Directions: Reproduce every one of the following rows verbatim, in order from first to last.

>> start Data lines

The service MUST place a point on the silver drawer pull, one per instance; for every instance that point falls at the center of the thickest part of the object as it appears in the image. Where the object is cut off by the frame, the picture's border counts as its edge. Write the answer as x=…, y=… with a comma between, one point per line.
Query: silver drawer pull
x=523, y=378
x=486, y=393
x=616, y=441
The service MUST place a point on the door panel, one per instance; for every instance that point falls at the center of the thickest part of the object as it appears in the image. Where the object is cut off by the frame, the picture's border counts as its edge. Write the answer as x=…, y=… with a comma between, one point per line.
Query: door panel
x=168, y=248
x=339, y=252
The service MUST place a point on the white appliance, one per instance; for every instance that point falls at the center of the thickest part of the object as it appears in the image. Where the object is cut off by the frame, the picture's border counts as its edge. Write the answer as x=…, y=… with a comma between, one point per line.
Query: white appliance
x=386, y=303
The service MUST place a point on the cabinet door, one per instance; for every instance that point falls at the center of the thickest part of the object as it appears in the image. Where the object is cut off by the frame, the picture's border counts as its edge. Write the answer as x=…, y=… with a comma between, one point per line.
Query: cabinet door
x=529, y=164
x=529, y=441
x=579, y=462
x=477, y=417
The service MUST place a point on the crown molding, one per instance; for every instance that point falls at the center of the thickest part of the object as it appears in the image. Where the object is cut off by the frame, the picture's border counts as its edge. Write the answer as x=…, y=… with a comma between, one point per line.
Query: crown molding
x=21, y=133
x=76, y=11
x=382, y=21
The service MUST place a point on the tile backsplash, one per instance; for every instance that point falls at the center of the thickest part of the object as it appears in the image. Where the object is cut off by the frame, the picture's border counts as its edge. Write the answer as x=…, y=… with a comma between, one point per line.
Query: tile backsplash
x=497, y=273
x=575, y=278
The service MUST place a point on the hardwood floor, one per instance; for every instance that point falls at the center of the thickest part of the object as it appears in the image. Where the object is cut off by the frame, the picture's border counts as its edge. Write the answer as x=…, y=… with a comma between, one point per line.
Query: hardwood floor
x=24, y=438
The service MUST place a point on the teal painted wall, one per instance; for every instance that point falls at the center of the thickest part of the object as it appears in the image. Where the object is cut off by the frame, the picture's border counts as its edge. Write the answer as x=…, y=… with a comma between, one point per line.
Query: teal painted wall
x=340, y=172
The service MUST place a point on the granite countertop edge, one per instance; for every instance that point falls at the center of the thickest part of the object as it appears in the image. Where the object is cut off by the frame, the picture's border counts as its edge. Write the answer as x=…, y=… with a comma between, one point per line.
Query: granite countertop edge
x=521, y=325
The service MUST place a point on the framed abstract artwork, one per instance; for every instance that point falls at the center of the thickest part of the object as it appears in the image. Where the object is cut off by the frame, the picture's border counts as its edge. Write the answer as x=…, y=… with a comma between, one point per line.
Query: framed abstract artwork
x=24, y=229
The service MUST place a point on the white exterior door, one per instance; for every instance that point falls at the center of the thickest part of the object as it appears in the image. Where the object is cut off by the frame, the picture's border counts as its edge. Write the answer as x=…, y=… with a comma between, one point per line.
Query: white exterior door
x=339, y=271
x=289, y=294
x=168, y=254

>> end Data lines

Task output:
The service MUST place a point on the silver drawer pull, one per instance; for every instance that point falls at the center of the thickest part of the object as it appears in the image. Where the object is cut off by the frame, the picture's border counts as its edge. Write the answer as x=…, y=… with a comma between, one point per line.
Query: silver drawer pull
x=523, y=378
x=486, y=393
x=616, y=441
The service MUST place a point on the door panel, one per instance; for every instance that point falls at the center of the thickest part of the object as it appears in the image. Where the object is cut off by the frame, the picture's border counts as its edge. Write the answer as x=…, y=… with a comma between, one point per line.
Query: door panel
x=168, y=248
x=339, y=252
The service MUST place a point on the white appliance, one per instance; for every instance that point falls at the center of the thickest part of the object as it appears in the image. Where the object is cut off by the frame, the picture's border counts as its edge. Write the answer as x=…, y=… with a comma between, one point per line.
Query: white appliance
x=386, y=303
The service MUST place a point on the cabinet door, one per instance; for every instance that point falls at the center of the thickest part of the object as it appears in the image. Where the object is cut off by the frame, the picture's border counts as its edge. Write the answer as x=…, y=… with a comma between, one point per line.
Query: cabinet door
x=529, y=164
x=529, y=441
x=579, y=462
x=477, y=417
The service MUST place a point on the crown molding, one per instance; for every instance that point falls at the center of the thickest part of the object as it appears in the image. Where the object is cut off by the frame, the picture's border counts as its edge. Write the answer as x=…, y=… with a comma between, one point per line.
Query: crown molding
x=21, y=133
x=76, y=11
x=382, y=21
The service MUST place a point on the tile backsplash, one per instance; for every instance that point falls at the center of the thickest part of the object as it appears in the image. Where the object is cut off by the frame, the picture's border counts as its edge. Write the answer as x=…, y=… with a comma between, one point per line.
Query: tile backsplash
x=497, y=273
x=575, y=278
The service MUST place a point on the hardwood floor, one per instance; for every instance that point falls at the center of the thickest part of the object as it appears in the image. Where the object is cut off by the frame, the picture's border counts as its edge. Write the answer as x=…, y=… with a comma between, one point per line.
Query: hardwood floor
x=24, y=438
The service MUST place a point on the teal painted wall, one per instance; for every instance that point falls at the center of the thickest part of the object as it appears in the image. Where the object is cut off by the frame, the picture's border counts as its edge. Write the answer as x=…, y=… with a comma between, one point per line.
Query: teal painted wall
x=340, y=172
The service MUST place a point on the granite countertop edge, one per instance; for every instance that point falls at the center of the thickest part of the object as it appears in the image. Where the object is cut off by the frame, the picture's border counts as its edge. Write the answer as x=…, y=… with a comma between, one point per line.
Query: granite countertop edge
x=521, y=325
The service MUST place a point on the framed abstract artwork, one per instance; for every instance that point falls at the center of the thickest part of the object as it appears in the image. Where the object is cut off by the frame, the picture's border counts as its edge. Write the answer as x=…, y=… with a comma between, one point per line.
Query: framed abstract artwork
x=24, y=229
The service MUST place a point on the white exterior door, one per instance; for every instance that point falls at the center of the thickest part of the object as it appears in the image. Where the object is cut off by the frame, the picture's border counts as its edge. Write the answer as x=…, y=… with a comma between, one point per line.
Query: white exterior door
x=339, y=271
x=289, y=294
x=168, y=254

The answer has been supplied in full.